**Task to carry out:**
Rewrite all of the records below with every "innermost" changed to "central" and nothing else altered, and leave the pictures out.

**Material to process:**
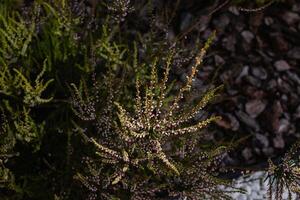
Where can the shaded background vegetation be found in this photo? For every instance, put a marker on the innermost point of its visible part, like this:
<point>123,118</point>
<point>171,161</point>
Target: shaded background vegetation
<point>64,63</point>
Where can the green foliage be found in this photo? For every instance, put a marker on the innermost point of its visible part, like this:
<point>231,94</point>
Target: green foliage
<point>285,175</point>
<point>71,116</point>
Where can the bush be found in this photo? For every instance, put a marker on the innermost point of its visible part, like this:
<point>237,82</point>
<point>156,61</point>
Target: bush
<point>89,109</point>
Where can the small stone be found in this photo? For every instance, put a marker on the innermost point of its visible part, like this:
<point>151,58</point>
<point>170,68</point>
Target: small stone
<point>186,19</point>
<point>262,139</point>
<point>294,53</point>
<point>255,107</point>
<point>269,21</point>
<point>246,119</point>
<point>247,153</point>
<point>283,126</point>
<point>253,81</point>
<point>290,18</point>
<point>234,10</point>
<point>278,142</point>
<point>219,60</point>
<point>297,113</point>
<point>248,36</point>
<point>294,77</point>
<point>268,151</point>
<point>259,72</point>
<point>282,65</point>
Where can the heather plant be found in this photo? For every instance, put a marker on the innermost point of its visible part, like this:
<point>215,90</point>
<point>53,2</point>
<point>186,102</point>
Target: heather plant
<point>284,175</point>
<point>88,114</point>
<point>152,148</point>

**Output for this exercise:**
Where can the shaded background vegetation be found in this photo? For every instance, put a marker on the central point of its visible part, like this:
<point>123,118</point>
<point>171,161</point>
Target: shaded background vegetation
<point>64,63</point>
Where can the green foliage be found in this photo? For every instance, put a marker on the central point of its visible part, like this:
<point>231,94</point>
Target: green foliage
<point>285,175</point>
<point>71,116</point>
Where can the bush be found in this photo? For every instance, put a marker on the central point of its visible part, like this:
<point>237,82</point>
<point>156,61</point>
Target: bush
<point>89,109</point>
Where can the small stone be found in this photo? For every instance, put a marker on the central point of its visible part, like this:
<point>151,58</point>
<point>170,68</point>
Target: small stone
<point>186,19</point>
<point>262,139</point>
<point>294,53</point>
<point>255,107</point>
<point>269,21</point>
<point>246,119</point>
<point>247,153</point>
<point>283,126</point>
<point>253,81</point>
<point>290,18</point>
<point>234,10</point>
<point>278,142</point>
<point>219,60</point>
<point>297,113</point>
<point>248,36</point>
<point>294,77</point>
<point>268,151</point>
<point>259,72</point>
<point>282,65</point>
Where can the heather plant be found in this photo? For every instance, put a marker on the central point of its visible part, like this:
<point>215,90</point>
<point>53,2</point>
<point>186,102</point>
Target: heather plant
<point>284,175</point>
<point>88,114</point>
<point>152,148</point>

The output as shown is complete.